§ EXERCISE REQUIREMENTS
Return all of the following entries as written, but without the images.

INPUT RECORDS section start

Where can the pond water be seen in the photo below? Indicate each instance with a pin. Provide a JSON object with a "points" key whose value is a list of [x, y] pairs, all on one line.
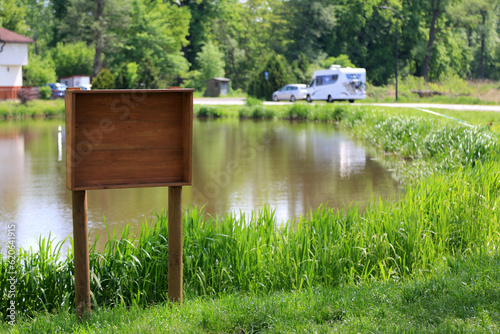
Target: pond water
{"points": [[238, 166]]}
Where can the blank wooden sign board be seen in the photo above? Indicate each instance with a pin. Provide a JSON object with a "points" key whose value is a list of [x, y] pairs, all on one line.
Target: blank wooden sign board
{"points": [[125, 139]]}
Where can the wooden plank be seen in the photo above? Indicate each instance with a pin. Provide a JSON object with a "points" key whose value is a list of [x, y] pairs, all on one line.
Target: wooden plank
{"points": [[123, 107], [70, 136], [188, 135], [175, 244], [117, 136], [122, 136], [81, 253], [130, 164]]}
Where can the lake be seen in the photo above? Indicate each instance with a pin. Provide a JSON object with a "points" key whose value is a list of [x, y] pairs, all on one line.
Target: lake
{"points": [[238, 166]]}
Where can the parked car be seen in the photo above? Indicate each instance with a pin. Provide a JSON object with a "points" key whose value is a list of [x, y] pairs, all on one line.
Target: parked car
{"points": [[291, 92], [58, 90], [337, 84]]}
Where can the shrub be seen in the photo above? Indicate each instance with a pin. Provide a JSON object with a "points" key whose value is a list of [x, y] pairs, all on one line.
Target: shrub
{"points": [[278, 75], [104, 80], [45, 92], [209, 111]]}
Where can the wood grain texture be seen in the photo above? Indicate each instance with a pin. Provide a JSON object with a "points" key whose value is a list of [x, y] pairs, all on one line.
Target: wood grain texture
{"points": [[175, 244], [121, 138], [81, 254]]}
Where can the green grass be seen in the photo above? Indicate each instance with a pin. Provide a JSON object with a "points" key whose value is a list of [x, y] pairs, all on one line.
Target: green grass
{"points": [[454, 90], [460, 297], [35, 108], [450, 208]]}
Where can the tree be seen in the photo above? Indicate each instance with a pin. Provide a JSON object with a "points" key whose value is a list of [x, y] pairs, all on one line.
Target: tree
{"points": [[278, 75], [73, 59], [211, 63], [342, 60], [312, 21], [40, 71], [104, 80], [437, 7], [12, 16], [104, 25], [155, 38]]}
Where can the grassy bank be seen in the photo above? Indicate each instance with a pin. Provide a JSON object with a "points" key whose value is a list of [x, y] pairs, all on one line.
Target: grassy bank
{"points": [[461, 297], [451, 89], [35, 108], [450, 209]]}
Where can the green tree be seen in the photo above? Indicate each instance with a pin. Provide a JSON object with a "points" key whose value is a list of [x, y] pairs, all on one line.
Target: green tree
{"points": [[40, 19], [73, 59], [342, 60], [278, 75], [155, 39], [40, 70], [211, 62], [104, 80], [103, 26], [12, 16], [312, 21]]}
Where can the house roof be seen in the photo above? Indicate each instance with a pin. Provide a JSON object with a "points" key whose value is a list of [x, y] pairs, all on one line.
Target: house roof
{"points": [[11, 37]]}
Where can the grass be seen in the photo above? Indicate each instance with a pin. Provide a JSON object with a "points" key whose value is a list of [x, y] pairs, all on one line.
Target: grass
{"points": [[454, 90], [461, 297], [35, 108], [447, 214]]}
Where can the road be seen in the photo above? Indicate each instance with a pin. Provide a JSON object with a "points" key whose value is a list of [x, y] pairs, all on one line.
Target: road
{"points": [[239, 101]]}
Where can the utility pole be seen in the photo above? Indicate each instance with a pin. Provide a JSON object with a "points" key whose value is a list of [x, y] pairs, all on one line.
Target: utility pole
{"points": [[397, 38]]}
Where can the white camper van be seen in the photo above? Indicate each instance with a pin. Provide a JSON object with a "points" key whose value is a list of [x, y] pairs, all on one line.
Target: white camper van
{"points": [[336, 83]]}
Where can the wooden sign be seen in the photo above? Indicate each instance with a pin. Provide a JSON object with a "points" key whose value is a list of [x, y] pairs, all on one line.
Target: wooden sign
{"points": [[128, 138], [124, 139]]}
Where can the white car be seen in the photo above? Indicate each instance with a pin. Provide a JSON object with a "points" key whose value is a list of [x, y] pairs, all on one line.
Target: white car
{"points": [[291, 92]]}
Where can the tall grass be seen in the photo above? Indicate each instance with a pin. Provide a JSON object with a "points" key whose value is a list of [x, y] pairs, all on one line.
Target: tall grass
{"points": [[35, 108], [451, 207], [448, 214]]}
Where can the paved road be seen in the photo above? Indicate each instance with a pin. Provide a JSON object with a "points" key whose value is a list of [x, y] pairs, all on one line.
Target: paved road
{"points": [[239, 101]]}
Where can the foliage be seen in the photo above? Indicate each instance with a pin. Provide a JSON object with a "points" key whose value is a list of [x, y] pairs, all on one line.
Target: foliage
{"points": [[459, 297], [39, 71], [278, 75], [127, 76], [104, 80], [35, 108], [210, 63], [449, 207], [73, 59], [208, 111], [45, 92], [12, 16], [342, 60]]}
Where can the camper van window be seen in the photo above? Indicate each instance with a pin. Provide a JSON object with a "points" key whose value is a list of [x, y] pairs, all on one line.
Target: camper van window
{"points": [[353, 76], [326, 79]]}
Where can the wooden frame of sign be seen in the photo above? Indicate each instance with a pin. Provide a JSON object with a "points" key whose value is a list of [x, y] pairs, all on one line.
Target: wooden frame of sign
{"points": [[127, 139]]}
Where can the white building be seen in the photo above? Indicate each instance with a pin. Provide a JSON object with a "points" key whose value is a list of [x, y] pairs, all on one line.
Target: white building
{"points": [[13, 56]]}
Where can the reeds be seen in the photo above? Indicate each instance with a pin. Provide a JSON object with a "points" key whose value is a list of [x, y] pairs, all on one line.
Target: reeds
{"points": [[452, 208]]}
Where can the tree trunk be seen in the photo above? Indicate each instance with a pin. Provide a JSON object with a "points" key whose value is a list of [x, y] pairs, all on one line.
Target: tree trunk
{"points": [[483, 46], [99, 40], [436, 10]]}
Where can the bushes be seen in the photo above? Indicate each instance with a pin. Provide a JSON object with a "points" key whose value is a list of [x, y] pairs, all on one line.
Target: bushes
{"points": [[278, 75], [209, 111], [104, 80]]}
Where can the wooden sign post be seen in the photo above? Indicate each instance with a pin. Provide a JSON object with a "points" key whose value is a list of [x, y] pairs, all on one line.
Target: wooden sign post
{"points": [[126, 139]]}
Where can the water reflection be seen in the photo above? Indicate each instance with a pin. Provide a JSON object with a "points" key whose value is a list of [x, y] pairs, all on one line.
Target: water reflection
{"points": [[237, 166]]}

INPUT RECORDS section end

§ ANSWER SECTION
Where can the pond water be seen in the photo below? Indicate each instance with a pin. Provide a JSON object with a "points" key whose value is a list of [x, y] pairs, all on one line.
Target: pond water
{"points": [[238, 166]]}
Where can the blank wooden sign board be seen in the photo above? Indicate each instance with a pin. Provide a JSON object with a "points" key whose value is a list of [x, y] pairs, all on one line.
Target: blank wooden sign board
{"points": [[125, 139]]}
Where can the wooden plank be seen in the photo above? Indicate each instance with a pin. Provide a JSON object with a "points" key whose value is a list of [x, y] pairs, all on one line.
Target: wooden plank
{"points": [[123, 107], [70, 136], [188, 135], [175, 244], [117, 136], [122, 136], [81, 253], [130, 164]]}
Where can the lake be seen in the photo above? Indicate each instance with a pin. Provide a JSON object with a "points" key whose value is a list of [x, y] pairs, all on one line.
Target: lake
{"points": [[238, 166]]}
Where can the parked car be seen in the photo above? Indicate each instance with a pin. Provide a JSON object with a "points" key whose value is a list of [x, y] pairs, all on one line.
Target: parked car
{"points": [[291, 92], [58, 90], [337, 84]]}
Where can the shrub be seen in the photo above? Indicate each instance with a pin. Provide a JSON object with a "points" key whose value is a list of [x, y] pairs, all on one line.
Target: shrub
{"points": [[278, 75], [104, 80], [45, 92], [209, 111]]}
Where can the wood grain texture be seen in the photo above? Indicate each instance with a pin. Provide a JSON object with a "points" key whose value is a list of [x, y] pairs, all on one line.
Target: wood grain texture
{"points": [[175, 244], [121, 138], [81, 254]]}
Where can the green grass be seen in the photo above? Indicate each instance with a pin. Provide a JSON object with a "points" key whose value is a list of [x, y] pairs, all on one line.
Target: green grass
{"points": [[454, 90], [460, 297], [35, 108], [450, 208]]}
Where can the tree be seen in the photo above? Indicate each instance with a pin. Provide a JSON object with a "points" key whose value is a list of [x, y] pairs, all on one line.
Target: tree
{"points": [[278, 75], [73, 59], [211, 63], [342, 60], [312, 21], [40, 71], [104, 80], [437, 7], [12, 16], [104, 25], [155, 38]]}
Where can the grassy bank be seen in the photo above? Indicate each instance with a pin. Provide a JSON object with a "points" key whose value is a list of [x, y] pairs, all on one line.
Target: grassy bank
{"points": [[461, 297], [451, 89], [35, 108], [450, 209]]}
Where can the green tree be seen in the photo above? Indicate each instance with a pin. Provide a JSON object with a "points" key whose value is a list of [x, y] pairs, all on one line.
Target: green tree
{"points": [[40, 19], [73, 59], [342, 60], [278, 75], [155, 39], [40, 70], [211, 62], [104, 80], [103, 26], [12, 16], [312, 21]]}
Where can the house roof be seen in the photo above? Indicate each instance with a pin. Provide a JSON object with a "points" key whose value is a list of [x, y] pairs, all on one line.
Target: house roof
{"points": [[11, 37]]}
Where can the grass be seen in the photo above? Indicate each instance with a pin. Provide a JSON object with a "points" key whose value is a list of [x, y] pairs, all on one line.
Target: grass
{"points": [[454, 90], [461, 297], [35, 108], [447, 214]]}
Where can the road be seen in the photo above? Indicate each instance with a pin. Provide a JSON object with a "points" key whose value is a list of [x, y] pairs, all on one line.
Target: road
{"points": [[239, 101]]}
Where can the utility pole be seen in the photo above? Indicate each instance with a pin. Provide a JSON object with a "points" key whose value is a list of [x, y] pairs, all on one line.
Target: utility pole
{"points": [[397, 38]]}
Where can the white camper van be seen in the photo above? Indicate each instance with a pin. Provide a JSON object with a "points" key whose value is a list of [x, y] pairs, all on one line.
Target: white camper van
{"points": [[336, 83]]}
Where can the wooden sign be seen in the photo above? Indicate each instance with a pin. Provide a JSON object with a "points" key whose value is a list of [x, y] pairs, all on one line.
Target: wooden sign
{"points": [[128, 138], [124, 139]]}
Where can the white car be seen in the photo above? Indicate each instance with a pin. Provide a JSON object with a "points" key whose value is a list of [x, y] pairs, all on one line.
Target: white car
{"points": [[291, 92]]}
Where can the tall grass be seen in the photo above? Indicate each instance with a pin. Provide a JSON object with a "points" key whose value is a list of [x, y] pairs, all on one line.
Target: tall grass
{"points": [[35, 108], [451, 207], [448, 214]]}
Where can the paved road be seen in the photo above? Indicate each instance with a pin. Provide a JSON object with a "points" key whose value is a list of [x, y] pairs, all on one line.
Target: paved road
{"points": [[239, 101]]}
Where can the foliage be seen in the photo above? Indicate each instance with a pin. Provide a JSON object with a "points" key whose value is a list of [x, y] pairs, all on one line.
Target: foliage
{"points": [[459, 297], [39, 71], [278, 75], [127, 76], [104, 80], [35, 108], [210, 63], [449, 207], [73, 59], [208, 111], [45, 92], [12, 16], [342, 60]]}
Where can the camper van window be seen in the photo above? Indicate each instance with a pin. Provide a JSON object with a "points" key whose value is a list of [x, y] pairs, all on one line.
Target: camper van window
{"points": [[353, 76], [326, 79]]}
Where can the wooden frame of sign be seen in the photo above? Indicate each instance with a pin. Provide a JSON object with a "points" key whose value is a list of [x, y] pairs, all on one line.
Target: wooden frame of sign
{"points": [[127, 139]]}
Where can the white building be seen in the photo above? Indicate each instance with a pin. Provide a JSON object with a "points" key whose value is a list of [x, y] pairs, all on one line.
Target: white building
{"points": [[13, 56]]}
Where can the reeds be seen in the photo above? Indicate each instance with a pin. Provide a JSON object with a "points" key whose value is a list of [x, y] pairs, all on one line.
Target: reeds
{"points": [[452, 208]]}
Where can the tree trunk be seen in the photo above? Indicate each instance with a pin. Provide a JSON object with a "points" key whose value is a list of [x, y] pairs, all on one line.
Target: tree trunk
{"points": [[483, 46], [99, 40], [436, 10]]}
Where can the bushes be seen in the photo above? Indicate each instance with a pin. Provide a JSON object with a "points" key whose value is a list of [x, y] pairs, all on one line.
Target: bushes
{"points": [[278, 75], [209, 111], [104, 80]]}
Where can the wooden sign post be seen in the photo above? Indicate each instance with a pin. Provide a JSON object with a "points" key whose value is a list of [x, y] pairs, all on one line.
Target: wooden sign post
{"points": [[126, 139]]}
Where can the water reflection be seen in the photo above? Indicate each instance with a pin. Provide a JSON object with a "points" key whose value is a list of [x, y] pairs, all on one line.
Target: water reflection
{"points": [[237, 166]]}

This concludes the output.